* Instructions for the task:
Repeat each record exactly. Any picture gets left out.
Start of Records for processing
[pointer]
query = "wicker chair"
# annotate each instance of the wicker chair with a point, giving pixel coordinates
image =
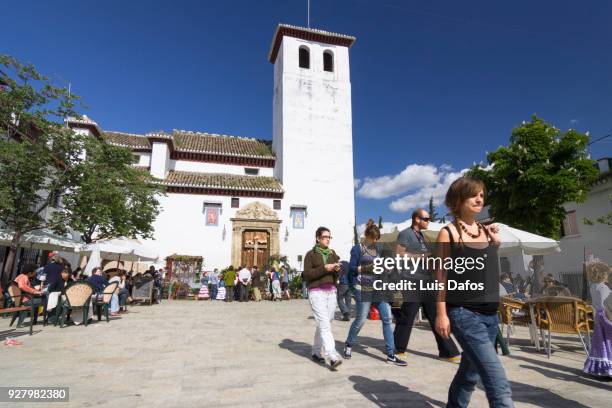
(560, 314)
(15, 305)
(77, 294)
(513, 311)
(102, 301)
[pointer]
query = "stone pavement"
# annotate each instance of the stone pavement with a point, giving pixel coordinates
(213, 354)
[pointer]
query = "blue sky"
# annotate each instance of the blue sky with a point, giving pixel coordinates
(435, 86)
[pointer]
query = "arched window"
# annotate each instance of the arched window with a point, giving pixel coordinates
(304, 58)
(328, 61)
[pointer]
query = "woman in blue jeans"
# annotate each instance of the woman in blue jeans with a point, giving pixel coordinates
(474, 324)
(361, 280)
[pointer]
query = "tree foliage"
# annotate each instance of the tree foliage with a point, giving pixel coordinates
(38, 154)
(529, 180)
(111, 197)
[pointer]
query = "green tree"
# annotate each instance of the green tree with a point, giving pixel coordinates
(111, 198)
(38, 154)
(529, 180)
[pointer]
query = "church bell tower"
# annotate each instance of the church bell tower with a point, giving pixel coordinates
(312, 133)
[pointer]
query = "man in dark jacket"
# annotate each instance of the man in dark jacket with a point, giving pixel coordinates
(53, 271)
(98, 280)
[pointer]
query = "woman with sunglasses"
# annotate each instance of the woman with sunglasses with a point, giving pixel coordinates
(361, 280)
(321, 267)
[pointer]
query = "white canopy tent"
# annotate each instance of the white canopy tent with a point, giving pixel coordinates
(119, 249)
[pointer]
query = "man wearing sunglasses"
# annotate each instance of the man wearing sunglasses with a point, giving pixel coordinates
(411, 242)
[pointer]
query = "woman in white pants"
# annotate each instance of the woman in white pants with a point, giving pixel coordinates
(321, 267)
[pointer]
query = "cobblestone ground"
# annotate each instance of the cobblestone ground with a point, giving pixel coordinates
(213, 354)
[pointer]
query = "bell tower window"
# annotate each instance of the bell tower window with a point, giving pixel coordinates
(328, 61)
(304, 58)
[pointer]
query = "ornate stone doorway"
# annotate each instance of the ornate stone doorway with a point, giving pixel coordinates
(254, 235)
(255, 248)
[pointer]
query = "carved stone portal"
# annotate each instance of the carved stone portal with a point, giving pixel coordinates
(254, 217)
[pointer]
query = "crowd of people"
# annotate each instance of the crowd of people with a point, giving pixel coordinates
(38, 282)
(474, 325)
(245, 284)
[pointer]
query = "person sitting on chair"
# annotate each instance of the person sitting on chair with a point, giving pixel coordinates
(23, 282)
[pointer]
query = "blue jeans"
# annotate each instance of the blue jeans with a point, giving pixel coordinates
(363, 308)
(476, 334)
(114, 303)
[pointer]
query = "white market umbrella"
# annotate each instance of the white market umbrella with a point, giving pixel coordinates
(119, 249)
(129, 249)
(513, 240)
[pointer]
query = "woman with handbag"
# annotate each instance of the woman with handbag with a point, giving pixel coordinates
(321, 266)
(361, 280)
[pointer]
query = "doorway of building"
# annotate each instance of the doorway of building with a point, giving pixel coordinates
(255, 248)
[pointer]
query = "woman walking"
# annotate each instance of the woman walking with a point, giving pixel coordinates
End of Records for processing
* Task response:
[pointer]
query = "wicker chair"
# annotate each instance of the wicker chair with a point, giving pixel coordinates
image =
(560, 314)
(15, 305)
(77, 294)
(513, 311)
(102, 301)
[pointer]
query = "stone pavement"
# annotate each instance of the stone pavement with a point, giving pixel coordinates
(213, 354)
[pointer]
query = "blue sky"
# annotate each instance of the blue sky with a point, giving pixel coordinates
(435, 86)
[pointer]
query = "arched window"
# annotate each instance of the arched window with a point, giving pixel coordinates
(304, 58)
(328, 61)
[pointer]
query = "woman in blue jeans"
# annotate each instance of the woman in blue jeans with a point, giving pixel coordinates
(474, 324)
(361, 280)
[pointer]
query = "tree foliage"
# annotate each instance of the tree foliage with a point, giving pixel coordinates
(38, 154)
(529, 180)
(111, 197)
[pointer]
query = "green tree"
# annotate each instance of the green tree with a point, giving pixel coordinates
(111, 198)
(38, 154)
(529, 180)
[pointer]
query = "church bell tower"
# annotate each instance of the church bell tower with a point, giving pixel coordinates
(312, 133)
[pointer]
query = "man in dark jacket"
# annotate each instance of the man in dark jacket with a point, giving pixel coordinates
(53, 271)
(98, 280)
[pointer]
query = "woman with sunglasses"
# annotate each instance of the woman with sunglasses with a point, giving pixel coordinates
(361, 280)
(321, 267)
[pointer]
query = "white canopy tent"
# annotate each instance of the white canopy tent with a point, giving pixel coordinates
(119, 249)
[pointer]
query = "man wearing sunglasses"
# annotate each instance of the man wearing sunglasses with a point, giving pixel coordinates
(411, 242)
[pointer]
query = "woman in white pants"
# annotate each instance of the woman in white pants with a point, giving pixel coordinates
(321, 267)
[pointer]
query = "cobblestone ground"
# annotate each instance of the cobblestone ground with a point, giving pixel coordinates
(213, 354)
[pointer]
query = "bell tower window"
# annotate each instance of the bell tower window with a point, giving pixel coordinates
(328, 61)
(304, 58)
[pointer]
query = "ornate stone doorway"
# annotate each instance of the ornate stone doorway with a point, giving pixel coordinates
(254, 235)
(255, 248)
[pointer]
query = "carved stone portal"
# annotate each instance of the carved stone portal with a point, giving pixel coordinates
(254, 217)
[pointer]
query = "crowd of people"
# annotate each instance of the crowd of people with a point, giving pixel coordinates
(38, 282)
(474, 325)
(245, 284)
[pointer]
query = "person sitting on chair"
# annotate each instance of the person sitting on chair with a point, giving pixel coordinates
(23, 282)
[pointer]
query = "blue jeans"
# annotate each instance of the blue jeans with a point, giving pixel coordinates
(363, 308)
(476, 334)
(114, 303)
[pointer]
query = "white market umbrella"
# annotate each instance of the white market umbrella with a point, giving pixel coordinates
(119, 249)
(129, 249)
(513, 240)
[pointer]
query = "woman with handbag"
# annotate each instance of the woman with handbag with a point, giving pixel coordinates
(321, 266)
(361, 280)
[pointer]
query = "doorway of building"
# annotate each instance of the doorway of building with a point, giving pixel coordinates
(255, 248)
[pointer]
query = "woman walking"
# annotate each instance of the woman walking with a point, giving pixel coordinates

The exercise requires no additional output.